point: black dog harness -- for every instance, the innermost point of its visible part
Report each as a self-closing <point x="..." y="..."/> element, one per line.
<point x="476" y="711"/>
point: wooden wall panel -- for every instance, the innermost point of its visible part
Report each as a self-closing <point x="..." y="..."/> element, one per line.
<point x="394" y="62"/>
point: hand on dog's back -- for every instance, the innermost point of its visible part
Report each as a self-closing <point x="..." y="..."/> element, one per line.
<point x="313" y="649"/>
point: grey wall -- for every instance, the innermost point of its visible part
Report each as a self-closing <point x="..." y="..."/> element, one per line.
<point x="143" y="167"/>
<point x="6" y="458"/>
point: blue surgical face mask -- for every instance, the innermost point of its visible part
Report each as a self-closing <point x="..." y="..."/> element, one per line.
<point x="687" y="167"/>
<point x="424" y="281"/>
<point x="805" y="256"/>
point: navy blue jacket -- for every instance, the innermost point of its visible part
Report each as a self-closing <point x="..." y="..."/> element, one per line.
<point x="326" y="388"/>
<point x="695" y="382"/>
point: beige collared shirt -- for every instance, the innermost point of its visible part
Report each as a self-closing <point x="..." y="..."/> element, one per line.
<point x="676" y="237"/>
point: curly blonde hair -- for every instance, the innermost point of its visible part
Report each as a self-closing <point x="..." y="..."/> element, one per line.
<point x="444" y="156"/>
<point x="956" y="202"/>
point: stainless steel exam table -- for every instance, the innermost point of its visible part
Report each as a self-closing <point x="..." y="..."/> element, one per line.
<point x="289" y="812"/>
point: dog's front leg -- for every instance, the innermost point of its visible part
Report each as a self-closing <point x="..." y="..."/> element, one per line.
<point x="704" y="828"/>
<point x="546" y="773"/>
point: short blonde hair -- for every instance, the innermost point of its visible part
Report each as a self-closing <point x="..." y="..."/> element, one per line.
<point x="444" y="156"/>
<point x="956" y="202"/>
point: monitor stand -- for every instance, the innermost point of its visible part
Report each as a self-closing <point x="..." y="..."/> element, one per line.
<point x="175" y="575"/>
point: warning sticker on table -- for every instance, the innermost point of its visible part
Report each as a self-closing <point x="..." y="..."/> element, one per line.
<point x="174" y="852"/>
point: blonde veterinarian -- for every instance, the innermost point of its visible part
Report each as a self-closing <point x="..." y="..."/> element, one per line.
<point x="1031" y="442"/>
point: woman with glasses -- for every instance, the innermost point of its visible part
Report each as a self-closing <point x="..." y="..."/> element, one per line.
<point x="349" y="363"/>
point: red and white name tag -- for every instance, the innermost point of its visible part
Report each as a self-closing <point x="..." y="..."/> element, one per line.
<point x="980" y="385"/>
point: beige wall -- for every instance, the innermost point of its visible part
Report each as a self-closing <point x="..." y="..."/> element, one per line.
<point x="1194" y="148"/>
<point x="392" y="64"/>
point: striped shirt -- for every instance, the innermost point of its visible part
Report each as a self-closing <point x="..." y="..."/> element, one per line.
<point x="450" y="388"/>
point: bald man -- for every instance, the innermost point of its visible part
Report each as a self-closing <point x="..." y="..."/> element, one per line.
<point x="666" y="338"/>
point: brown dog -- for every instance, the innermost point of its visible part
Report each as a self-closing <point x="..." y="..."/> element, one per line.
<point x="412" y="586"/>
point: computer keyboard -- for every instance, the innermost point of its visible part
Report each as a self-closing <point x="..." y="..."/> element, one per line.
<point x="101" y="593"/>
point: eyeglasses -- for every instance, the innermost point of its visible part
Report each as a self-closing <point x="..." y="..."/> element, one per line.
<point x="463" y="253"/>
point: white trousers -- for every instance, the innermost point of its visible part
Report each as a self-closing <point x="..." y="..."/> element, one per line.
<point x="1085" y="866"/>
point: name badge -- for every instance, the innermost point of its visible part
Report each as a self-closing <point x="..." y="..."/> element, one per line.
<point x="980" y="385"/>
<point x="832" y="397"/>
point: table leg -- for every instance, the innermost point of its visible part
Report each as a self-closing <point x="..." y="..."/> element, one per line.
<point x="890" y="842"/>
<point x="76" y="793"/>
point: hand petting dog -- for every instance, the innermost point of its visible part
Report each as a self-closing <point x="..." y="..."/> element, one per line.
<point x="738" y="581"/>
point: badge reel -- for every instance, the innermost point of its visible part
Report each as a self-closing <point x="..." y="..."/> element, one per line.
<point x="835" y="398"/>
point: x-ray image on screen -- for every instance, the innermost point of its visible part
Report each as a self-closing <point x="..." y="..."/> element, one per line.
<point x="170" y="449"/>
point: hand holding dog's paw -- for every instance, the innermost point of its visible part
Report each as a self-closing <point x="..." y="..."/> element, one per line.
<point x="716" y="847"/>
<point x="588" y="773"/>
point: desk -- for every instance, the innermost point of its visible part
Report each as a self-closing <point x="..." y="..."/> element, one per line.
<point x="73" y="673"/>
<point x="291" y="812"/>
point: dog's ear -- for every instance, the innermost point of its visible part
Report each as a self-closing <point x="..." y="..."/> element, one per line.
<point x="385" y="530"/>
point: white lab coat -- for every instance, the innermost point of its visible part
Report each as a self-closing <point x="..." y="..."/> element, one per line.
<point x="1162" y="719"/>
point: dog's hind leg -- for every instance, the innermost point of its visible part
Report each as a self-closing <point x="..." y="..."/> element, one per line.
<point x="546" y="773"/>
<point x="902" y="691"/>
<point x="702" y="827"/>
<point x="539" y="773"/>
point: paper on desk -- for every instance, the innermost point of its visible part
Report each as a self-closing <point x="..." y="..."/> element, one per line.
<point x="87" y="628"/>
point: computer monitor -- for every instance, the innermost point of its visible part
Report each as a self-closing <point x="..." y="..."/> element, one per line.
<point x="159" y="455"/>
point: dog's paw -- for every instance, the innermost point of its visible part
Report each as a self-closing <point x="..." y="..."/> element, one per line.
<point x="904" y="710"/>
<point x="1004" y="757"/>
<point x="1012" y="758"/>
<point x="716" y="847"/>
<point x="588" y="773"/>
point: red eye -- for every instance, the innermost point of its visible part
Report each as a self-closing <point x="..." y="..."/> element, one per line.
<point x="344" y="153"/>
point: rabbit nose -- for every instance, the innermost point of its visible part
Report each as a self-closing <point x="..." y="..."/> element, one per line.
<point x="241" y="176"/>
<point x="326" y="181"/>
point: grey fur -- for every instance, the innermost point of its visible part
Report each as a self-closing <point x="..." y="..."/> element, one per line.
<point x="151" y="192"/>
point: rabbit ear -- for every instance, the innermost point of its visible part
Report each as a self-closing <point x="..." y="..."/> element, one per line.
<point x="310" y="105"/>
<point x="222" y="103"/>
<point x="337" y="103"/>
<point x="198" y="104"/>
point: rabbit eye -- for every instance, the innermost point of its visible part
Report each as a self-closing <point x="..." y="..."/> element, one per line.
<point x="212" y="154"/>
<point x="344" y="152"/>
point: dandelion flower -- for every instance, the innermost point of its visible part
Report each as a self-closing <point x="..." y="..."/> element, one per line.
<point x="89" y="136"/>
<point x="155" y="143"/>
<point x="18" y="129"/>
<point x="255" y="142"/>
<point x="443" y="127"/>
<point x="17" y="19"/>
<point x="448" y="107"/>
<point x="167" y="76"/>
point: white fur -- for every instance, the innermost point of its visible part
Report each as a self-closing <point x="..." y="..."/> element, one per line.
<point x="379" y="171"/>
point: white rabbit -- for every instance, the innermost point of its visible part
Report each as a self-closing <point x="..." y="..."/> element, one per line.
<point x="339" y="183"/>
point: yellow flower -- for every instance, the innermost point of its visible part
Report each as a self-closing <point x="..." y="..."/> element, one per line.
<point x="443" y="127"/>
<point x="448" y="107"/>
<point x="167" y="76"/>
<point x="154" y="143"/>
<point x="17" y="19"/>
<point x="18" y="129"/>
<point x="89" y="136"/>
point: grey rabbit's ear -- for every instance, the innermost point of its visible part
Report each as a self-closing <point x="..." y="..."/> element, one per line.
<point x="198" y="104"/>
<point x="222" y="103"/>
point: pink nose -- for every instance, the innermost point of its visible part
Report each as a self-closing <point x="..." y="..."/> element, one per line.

Given exercise:
Rewrite the stretch from the line containing "point: white rabbit" through the end of the lines, requests included. Adjust every coordinate in the answers by adding -94.

The result:
point: white rabbit -- for every instance, the innermost point of its visible part
Report each as a self-closing <point x="..." y="..."/> element, one per line.
<point x="245" y="89"/>
point: yellow flower -- for every instance, the innermost point of its visible part
Report each as a self-closing <point x="..." y="..."/> element, one per line.
<point x="349" y="33"/>
<point x="354" y="13"/>
<point x="73" y="-18"/>
<point x="60" y="49"/>
<point x="-77" y="-75"/>
<point x="-76" y="35"/>
<point x="-5" y="42"/>
point: grey rabbit's ear -- for every instance, the innermost point of its visible part
Report each as a self-closing <point x="..." y="..."/> element, one per line.
<point x="104" y="10"/>
<point x="128" y="9"/>
point: pink nose -- for every instance, the innermost point of its visible part
Report each as a self-closing <point x="..." y="..."/> element, one per line.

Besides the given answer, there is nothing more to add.